Il Dasgupta Review: l’economia deve ripartire dal capitale naturale
Il rapporto commissionato nel 2019 dal ministero del Tesoro britannico mette al centro la natura che non può più venire ignorata dai sistemi finanziari globali
Nel rapporto “The Economics of Biodiversity: The Dasgupta Review”, commissionato nel 2019 dal ministero del Tesoro britannico a Sir Partha Dasgupt, professore emerito di economia all’università di Cambridge e membro del St John’s College di Frank Ramsey, il punto centrale è la definizione di “natura” in economia, vista come un “punto cieco” che “non può più essere ignorato dai sistemi contabili che dettano le finanze nazionali e dai responsabili delle decisioni che vi stanno dietro”.
Questo rapporto di oltre seicento pagine sarà uno dei documenti preparatori fondamentali della Convention on Biological Diversity (CBD) che si terrà in Cina a fine anno e dovrebbe essere uno dei punti cardine nell’ideazione del piano ambientate del governo britannico da qui ai prossimi 25 anni.
La Dasgupta Review afferma una verità che deve essere affrontata anche dal punto di vista delle economie globali: l’umanità ha gestito male il suo “portafoglio globale di risorse”, e le richieste fatte alla natura superano la sua capacità di fornire i beni e servizi su cui tutti facciamo affidamento”.

Istruzioni del compito:
Ricopia per favore, senza modifiche, il passo dell'articolo sulla Dasgupta Review che va da "Questo rapporto di" fino a "prossimi 25 anni.".

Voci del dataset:
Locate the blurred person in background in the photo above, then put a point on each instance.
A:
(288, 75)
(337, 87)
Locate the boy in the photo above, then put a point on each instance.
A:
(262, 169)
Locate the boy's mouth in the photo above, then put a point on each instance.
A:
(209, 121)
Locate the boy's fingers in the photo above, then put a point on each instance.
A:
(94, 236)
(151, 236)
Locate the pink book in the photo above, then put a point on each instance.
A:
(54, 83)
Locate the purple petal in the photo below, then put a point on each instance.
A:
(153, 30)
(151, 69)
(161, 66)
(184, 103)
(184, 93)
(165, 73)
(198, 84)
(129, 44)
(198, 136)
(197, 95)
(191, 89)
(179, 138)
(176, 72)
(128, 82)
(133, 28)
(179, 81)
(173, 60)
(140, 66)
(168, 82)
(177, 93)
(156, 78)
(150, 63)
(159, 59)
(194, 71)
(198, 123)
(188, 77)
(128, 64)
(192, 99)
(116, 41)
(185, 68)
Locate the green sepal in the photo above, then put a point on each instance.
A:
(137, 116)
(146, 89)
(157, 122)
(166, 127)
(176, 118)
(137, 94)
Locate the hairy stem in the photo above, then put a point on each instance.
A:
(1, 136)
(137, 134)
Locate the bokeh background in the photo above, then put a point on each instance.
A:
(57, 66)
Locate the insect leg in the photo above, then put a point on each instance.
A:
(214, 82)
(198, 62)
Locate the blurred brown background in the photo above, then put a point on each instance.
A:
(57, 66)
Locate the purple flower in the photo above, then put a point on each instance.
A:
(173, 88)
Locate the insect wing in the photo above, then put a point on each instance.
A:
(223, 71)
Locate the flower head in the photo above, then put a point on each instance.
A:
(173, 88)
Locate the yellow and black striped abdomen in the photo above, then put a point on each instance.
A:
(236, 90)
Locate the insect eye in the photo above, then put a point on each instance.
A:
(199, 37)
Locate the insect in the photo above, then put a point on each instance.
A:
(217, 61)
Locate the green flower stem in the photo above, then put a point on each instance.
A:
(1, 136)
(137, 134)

Spazio risposta:
Questo rapporto di oltre seicento pagine sarà uno dei documenti preparatori fondamentali della Convention on Biological Diversity (CBD) che si terrà in Cina a fine anno e dovrebbe essere uno dei punti cardine nell’ideazione del piano ambientate del governo britannico da qui ai prossimi 25 anni.